### Teks Bacaan
▶

Sementara itu, Suffa (satu bagian dari mesjid yang dibangun nabi di Madinah dan disediakan sebagai tempat pendidikan, khususnya untuk belajar membaca, menulis, menghafal al quran dan tajwid) bukanlah satu-satunya sekolah yang ada di Madinah. Paling tidak terdapat sembilan mesjid pada masa itu dan masing-masing dari mesjid tersebut juga dimanfaatkan sebagai sebuah sekolah. Pendudk sekitar mengirim anak-anak mereka ke mesjid-mesjid setempat. Quba terletak dekat dengan Madinah, dimana nabi kadang kala mengunjungi dan secara pribadi mengawasi sekolah yang ada di dalam mesjid itu. [8] Di sini tidak nampak ada sistem yang khusus tentang rekrutmen peserta didik, malah ketika itu siapa saja yang berminat dan berkeinginan untuk belajar akan ditampung tanpa ada pemungutan apapun. Karena memang saat itu kebijakan pendidikan tentang raw input boleh dari mana saja asal mereka tertarik untuk menggali ilmu pengetahuan.

Sistem rekrutmen yang dilakukan pada waktu itu tidak melihat kepada batas umur dan kompetensi siswa. Akan tetapi lebih kepada usaha agar kaum muslim dapat terhindar dari petaka buta huruf. Maka bisa kita lihat pada kebijakan Nabi membarter tawanan perang badar dengan harus mengajari kaum muslimin membaca dan menulis huruf, tanpa memperhatikan berapa usia mereka, yang penting kaum muslimin tidak lagi tuna baca dan tuna tulis. Dan ini juga terjadi di halaqah-halaqah mesjid dan di rumah Arqam bin al Arqam yang merupakan bukti tak terbantahkan[9] bagaimana Rasul sangat memperhatikan pendidikan umatnya walau masih dalam skala sangat sederhana.

Berlanjut pada zaman khulafaurrasyidin, sesuai dengan pendapat Langgulung bahwa kebijakan pendidikan tentang rekrutmen siswa pada masa itu setali tiga uang dengan masa Nabi, artinya, tidak ada perubahan kebijakan yang signifikan baik dari segi kurikulum, materi, pelaksanaannya maupun dari segi penyeleksian siswa. [10] pusat-pusat pendidikan era khulafaurrasyidin danbani umayyah adalah (1) Makkah dan Madinah (Hijaz), (2) Bashrah dan Kuffah (Iraq), (3) Damsyiq dan Palestina (Syam) dan (4) Fushtath (Mesir).[11]

Namun era kekhalifahan sistem monarkhi dalam Islam (era dinasti Umayyah dan Abbasiyah) pernah ada pendidikan yang khusus direkrut anak-anak para raja saja dan proses belajar berlangsung di istana. System pendidikan tersebut disebut pendidikan rendah istana.  Hal ini muncul dari pemikiran bahwa putra-putra khalifah dan pembesar istana harus mendapat pendidikan untuk menyiapkan mereka agara dapat melaksanakan pekerjaan-pekerjaan berat yang akan dipikulkan ke atas pundak mereka di masa depan.[12]



Kebijakan Pendidikan Islam tentang Rekrutmen di Indonesia.

◀

Entri data tersimpan:
▶

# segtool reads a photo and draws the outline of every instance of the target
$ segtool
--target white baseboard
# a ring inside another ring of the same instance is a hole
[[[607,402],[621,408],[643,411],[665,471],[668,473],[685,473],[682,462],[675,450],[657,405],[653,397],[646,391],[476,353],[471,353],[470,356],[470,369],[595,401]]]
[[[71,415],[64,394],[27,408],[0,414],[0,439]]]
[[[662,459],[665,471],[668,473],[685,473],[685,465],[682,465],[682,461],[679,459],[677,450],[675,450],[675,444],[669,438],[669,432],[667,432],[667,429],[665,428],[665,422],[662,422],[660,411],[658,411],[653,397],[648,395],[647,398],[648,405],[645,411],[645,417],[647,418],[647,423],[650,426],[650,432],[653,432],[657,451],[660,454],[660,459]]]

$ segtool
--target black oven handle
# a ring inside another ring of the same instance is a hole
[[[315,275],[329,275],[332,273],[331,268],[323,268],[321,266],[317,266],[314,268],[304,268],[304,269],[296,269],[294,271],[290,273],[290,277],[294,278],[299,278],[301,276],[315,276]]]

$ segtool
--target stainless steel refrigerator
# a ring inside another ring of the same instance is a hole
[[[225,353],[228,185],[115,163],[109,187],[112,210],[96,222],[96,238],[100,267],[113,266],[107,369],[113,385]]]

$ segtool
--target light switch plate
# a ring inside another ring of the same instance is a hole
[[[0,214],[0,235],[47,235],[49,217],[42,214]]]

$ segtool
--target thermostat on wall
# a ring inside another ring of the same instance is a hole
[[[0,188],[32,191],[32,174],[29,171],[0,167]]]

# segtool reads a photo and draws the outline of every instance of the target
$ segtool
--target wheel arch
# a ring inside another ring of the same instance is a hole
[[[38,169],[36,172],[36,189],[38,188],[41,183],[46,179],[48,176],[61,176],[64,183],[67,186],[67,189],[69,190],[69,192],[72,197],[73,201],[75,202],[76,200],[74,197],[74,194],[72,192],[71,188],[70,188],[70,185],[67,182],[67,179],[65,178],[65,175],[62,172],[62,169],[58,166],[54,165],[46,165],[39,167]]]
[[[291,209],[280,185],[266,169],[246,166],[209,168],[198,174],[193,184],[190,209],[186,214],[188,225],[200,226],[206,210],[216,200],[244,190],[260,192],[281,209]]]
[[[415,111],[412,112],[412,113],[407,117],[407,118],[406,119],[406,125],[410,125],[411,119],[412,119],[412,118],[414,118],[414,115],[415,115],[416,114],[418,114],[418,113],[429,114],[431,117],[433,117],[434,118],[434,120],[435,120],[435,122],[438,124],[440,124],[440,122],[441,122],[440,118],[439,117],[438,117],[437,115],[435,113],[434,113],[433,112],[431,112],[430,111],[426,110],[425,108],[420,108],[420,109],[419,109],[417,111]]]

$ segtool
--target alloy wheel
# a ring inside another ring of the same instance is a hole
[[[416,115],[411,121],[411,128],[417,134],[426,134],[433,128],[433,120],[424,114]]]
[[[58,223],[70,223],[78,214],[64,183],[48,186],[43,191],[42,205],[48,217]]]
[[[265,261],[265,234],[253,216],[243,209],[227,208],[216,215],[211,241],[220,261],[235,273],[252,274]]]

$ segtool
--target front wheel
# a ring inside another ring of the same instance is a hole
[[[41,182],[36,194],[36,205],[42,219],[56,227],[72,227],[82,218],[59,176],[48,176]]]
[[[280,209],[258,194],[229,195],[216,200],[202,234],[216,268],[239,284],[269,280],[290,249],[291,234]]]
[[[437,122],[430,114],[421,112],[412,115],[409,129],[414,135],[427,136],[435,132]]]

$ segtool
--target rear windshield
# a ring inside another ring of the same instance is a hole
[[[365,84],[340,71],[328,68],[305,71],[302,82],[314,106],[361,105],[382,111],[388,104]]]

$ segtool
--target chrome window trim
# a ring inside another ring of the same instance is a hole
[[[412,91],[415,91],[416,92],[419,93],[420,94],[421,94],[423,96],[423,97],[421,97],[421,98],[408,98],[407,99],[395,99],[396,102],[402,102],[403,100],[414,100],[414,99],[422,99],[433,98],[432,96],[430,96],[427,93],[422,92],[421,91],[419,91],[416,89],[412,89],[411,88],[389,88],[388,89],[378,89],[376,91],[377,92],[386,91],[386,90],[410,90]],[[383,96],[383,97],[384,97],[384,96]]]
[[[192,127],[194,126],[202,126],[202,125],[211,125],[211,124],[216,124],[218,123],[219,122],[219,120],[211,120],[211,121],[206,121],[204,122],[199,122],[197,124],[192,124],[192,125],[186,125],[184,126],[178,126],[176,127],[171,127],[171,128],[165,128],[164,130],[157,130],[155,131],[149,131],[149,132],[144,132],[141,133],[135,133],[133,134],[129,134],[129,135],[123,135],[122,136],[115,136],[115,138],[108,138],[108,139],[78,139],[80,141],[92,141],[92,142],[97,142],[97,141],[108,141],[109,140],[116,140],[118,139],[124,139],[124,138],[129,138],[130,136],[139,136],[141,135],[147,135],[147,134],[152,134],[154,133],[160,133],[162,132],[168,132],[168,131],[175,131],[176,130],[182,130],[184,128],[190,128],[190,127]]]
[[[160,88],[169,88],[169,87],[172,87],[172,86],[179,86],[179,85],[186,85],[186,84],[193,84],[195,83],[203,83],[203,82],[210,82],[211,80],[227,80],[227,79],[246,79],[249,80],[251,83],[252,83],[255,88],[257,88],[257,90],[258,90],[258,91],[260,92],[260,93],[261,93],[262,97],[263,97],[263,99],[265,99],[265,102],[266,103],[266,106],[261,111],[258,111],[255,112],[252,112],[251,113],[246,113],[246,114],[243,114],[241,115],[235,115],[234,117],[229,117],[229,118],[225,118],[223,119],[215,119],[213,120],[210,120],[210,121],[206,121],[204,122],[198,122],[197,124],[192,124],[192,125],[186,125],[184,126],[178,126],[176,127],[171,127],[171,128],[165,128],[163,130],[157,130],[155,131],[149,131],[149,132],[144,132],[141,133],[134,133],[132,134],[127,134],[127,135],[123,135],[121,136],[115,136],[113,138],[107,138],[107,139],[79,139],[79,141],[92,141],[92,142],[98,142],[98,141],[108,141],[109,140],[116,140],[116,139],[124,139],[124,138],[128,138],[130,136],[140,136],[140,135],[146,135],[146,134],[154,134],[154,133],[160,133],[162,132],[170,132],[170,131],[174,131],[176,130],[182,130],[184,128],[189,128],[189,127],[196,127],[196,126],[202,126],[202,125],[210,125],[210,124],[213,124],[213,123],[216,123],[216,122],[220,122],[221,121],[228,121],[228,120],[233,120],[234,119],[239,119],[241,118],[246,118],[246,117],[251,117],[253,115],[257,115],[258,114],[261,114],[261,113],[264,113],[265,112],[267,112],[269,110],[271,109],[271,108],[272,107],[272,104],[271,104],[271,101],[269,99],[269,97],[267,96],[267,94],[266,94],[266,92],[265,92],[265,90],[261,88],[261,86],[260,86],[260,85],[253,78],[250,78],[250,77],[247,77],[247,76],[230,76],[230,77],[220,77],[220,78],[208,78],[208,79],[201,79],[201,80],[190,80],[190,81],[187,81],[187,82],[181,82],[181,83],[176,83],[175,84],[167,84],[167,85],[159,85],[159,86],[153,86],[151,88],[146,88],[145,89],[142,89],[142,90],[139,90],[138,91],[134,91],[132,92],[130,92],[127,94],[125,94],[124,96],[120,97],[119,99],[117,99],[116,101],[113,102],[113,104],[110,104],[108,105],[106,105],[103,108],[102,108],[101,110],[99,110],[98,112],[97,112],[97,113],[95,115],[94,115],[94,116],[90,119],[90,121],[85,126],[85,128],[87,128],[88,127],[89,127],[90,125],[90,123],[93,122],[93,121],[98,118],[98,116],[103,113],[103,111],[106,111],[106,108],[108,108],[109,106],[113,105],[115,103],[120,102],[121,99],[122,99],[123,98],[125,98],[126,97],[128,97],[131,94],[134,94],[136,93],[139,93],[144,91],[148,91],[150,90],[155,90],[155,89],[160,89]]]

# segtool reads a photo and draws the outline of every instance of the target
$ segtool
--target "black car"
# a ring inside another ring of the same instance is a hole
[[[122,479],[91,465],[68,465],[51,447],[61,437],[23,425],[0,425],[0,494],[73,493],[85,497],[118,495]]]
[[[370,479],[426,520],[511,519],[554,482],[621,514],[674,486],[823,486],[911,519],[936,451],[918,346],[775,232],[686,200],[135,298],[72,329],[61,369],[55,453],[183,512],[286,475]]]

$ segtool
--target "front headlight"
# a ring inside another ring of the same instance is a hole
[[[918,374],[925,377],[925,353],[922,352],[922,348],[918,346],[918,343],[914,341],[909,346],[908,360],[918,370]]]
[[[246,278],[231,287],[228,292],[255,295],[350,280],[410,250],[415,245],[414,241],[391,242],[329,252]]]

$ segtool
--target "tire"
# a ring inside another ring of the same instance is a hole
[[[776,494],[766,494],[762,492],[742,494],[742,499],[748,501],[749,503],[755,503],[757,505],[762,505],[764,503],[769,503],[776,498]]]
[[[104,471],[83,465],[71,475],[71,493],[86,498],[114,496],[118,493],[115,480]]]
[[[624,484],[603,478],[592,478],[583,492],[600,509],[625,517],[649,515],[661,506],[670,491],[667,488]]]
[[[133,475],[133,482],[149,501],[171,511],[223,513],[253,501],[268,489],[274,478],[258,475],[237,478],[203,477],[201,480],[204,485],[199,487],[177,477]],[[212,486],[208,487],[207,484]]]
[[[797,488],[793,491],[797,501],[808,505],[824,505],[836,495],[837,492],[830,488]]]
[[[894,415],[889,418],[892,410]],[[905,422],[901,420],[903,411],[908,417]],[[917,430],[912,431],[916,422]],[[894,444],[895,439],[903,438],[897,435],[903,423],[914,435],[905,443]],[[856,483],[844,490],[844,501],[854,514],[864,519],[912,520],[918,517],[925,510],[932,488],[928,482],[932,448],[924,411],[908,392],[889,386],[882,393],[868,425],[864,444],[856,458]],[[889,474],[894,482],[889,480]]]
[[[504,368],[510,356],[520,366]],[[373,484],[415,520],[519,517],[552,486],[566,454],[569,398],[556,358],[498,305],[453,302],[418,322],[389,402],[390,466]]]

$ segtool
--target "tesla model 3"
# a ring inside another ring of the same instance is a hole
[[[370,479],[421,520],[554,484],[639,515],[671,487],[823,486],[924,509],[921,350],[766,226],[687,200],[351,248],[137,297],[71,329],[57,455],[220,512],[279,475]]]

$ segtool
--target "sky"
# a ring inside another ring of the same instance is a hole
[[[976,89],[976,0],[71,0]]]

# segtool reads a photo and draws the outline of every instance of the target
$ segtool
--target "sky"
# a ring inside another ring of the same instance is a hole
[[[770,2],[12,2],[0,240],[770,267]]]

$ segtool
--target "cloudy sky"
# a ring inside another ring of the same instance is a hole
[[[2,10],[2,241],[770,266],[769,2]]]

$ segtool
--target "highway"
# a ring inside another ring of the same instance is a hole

◀

Berdasarkan teks bacaan tentang rekrutmen siswa dalam pendidikan Islam, apa sebutan bagi sistem pendidikan pada era dinasti Umayyah dan Abbasiyah yang khusus merekrut anak-anak raja dan berlangsung di istana?

Pendidikan rendah istana.